Provided records —
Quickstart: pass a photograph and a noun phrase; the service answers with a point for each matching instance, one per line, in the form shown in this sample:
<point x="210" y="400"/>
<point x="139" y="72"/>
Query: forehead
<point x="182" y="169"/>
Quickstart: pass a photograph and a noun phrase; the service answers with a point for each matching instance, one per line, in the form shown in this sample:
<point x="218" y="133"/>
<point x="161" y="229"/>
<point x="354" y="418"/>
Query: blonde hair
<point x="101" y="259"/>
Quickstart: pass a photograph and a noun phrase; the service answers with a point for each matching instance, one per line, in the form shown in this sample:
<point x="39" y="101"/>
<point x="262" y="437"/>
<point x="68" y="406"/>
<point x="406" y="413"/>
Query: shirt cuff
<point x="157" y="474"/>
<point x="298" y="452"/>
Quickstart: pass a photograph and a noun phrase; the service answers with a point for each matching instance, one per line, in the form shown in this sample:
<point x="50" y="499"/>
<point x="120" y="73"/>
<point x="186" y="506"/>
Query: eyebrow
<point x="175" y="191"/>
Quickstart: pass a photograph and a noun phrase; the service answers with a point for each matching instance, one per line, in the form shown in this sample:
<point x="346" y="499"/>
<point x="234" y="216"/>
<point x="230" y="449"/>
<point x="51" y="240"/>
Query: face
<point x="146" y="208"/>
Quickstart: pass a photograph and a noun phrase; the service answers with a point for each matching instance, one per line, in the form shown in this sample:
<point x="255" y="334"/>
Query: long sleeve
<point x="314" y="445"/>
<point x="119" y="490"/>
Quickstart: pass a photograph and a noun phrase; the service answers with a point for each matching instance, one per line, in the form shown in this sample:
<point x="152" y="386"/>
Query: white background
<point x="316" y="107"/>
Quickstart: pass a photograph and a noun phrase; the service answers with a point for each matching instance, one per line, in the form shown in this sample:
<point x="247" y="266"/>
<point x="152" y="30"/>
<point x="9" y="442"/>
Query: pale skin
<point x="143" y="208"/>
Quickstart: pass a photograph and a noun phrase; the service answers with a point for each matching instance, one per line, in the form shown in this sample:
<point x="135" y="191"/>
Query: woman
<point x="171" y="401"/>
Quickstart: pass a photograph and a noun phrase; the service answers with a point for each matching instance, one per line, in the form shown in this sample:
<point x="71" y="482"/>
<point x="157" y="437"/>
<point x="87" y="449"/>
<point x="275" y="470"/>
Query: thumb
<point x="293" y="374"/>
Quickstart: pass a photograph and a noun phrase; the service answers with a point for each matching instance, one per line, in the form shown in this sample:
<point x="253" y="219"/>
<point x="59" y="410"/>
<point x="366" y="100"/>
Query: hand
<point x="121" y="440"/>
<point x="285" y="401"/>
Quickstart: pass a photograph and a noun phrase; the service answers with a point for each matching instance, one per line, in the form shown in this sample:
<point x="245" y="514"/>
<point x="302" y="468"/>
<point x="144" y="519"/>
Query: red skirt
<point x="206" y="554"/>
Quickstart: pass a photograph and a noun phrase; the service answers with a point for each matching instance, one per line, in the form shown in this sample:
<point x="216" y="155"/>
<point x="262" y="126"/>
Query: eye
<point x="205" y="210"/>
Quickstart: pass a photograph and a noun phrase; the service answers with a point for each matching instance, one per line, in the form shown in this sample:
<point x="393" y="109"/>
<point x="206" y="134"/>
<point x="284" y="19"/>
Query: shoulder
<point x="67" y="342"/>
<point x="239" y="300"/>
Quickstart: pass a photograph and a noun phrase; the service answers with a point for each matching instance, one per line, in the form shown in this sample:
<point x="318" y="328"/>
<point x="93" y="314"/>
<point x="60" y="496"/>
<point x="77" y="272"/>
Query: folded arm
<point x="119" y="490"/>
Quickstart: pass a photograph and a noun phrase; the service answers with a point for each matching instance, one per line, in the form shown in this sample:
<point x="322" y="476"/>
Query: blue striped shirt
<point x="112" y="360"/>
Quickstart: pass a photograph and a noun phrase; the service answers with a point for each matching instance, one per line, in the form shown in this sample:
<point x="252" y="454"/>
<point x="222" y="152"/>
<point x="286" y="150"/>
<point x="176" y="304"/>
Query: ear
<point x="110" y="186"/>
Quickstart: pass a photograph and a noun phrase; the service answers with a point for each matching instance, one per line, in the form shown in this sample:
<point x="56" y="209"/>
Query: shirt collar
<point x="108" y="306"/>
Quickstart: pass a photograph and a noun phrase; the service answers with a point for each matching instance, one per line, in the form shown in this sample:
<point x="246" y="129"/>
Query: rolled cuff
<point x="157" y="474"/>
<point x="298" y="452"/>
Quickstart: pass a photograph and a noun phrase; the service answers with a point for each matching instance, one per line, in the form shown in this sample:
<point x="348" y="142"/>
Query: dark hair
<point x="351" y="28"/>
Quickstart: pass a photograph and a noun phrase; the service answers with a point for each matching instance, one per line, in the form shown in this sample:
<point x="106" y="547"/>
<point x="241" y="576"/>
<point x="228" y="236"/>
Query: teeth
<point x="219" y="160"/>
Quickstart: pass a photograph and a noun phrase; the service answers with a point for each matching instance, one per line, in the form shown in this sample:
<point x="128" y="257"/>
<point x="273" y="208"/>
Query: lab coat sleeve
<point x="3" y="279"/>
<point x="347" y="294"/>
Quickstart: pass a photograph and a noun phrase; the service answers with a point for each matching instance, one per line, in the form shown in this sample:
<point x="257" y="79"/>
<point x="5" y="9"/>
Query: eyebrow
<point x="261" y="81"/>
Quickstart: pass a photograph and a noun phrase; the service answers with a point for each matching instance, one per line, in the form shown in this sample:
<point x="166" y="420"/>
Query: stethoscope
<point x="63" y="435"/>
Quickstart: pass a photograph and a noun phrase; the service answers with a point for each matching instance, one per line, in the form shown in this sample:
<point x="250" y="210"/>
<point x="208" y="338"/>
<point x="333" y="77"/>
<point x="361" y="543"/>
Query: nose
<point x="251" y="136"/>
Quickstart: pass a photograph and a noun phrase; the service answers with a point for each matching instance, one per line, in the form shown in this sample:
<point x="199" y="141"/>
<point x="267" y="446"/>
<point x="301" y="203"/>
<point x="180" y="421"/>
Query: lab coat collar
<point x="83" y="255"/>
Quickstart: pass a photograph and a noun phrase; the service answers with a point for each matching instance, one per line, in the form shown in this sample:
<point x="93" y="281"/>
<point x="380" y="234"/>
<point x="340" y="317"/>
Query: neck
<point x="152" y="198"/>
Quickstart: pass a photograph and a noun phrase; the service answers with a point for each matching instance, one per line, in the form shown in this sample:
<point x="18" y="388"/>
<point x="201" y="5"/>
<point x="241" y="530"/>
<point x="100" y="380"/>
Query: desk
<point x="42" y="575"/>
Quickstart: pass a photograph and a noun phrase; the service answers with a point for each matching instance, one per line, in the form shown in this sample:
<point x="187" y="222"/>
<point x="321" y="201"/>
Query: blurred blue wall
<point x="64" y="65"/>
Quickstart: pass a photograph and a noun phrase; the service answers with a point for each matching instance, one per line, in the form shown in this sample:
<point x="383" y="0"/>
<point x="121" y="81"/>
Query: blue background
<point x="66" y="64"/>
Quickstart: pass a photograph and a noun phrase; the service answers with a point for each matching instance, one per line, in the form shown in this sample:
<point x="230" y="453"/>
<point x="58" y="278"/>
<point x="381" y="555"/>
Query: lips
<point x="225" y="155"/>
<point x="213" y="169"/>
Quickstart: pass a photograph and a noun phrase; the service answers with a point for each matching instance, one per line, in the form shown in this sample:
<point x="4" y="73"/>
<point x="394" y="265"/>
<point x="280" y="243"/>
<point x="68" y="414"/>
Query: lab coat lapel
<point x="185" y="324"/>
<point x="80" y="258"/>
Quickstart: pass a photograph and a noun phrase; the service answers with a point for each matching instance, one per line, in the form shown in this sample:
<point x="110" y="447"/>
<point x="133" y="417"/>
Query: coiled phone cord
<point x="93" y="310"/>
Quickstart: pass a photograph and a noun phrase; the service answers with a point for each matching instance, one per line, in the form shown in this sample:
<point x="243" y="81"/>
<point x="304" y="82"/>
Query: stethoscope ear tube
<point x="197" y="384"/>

Prompt — Pick out every line in the records that contains the string "blue", matching case exactly.

Solved problem —
Query: blue striped shirt
Query: blurred blue wall
Query: blue background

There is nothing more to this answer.